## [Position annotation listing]
::::

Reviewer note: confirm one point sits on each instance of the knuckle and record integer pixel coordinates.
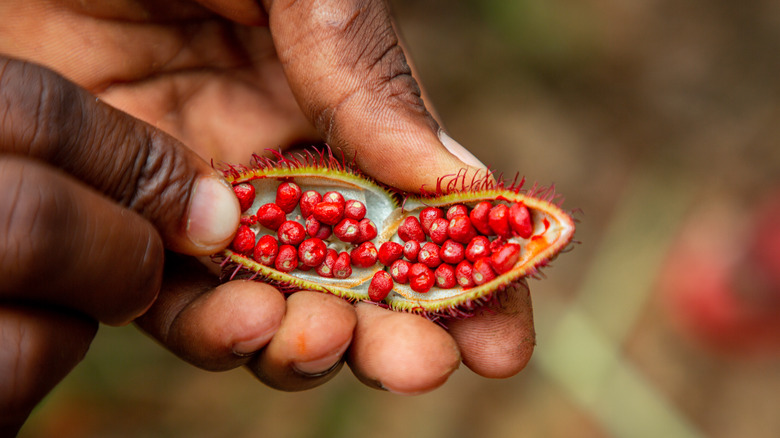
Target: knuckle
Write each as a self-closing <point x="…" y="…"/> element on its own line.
<point x="158" y="183"/>
<point x="30" y="224"/>
<point x="366" y="47"/>
<point x="36" y="107"/>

::::

## [STATED PROBLEM]
Rescale the listing above by writing out all of its lines again, the requests included, with every point coordinate in the answers multiplied by 0.4 and rounded to the nearest whole number, halves rounded up. Leave the pictures out of your answer.

## [EXERCISE RESULT]
Reviewer note: confirm one point sits on each instance of the knuckle and record integer pixel coordinates.
Target: knuckle
Write each as a self-closing <point x="…" y="…"/> element on its own line.
<point x="63" y="73"/>
<point x="12" y="90"/>
<point x="146" y="19"/>
<point x="14" y="43"/>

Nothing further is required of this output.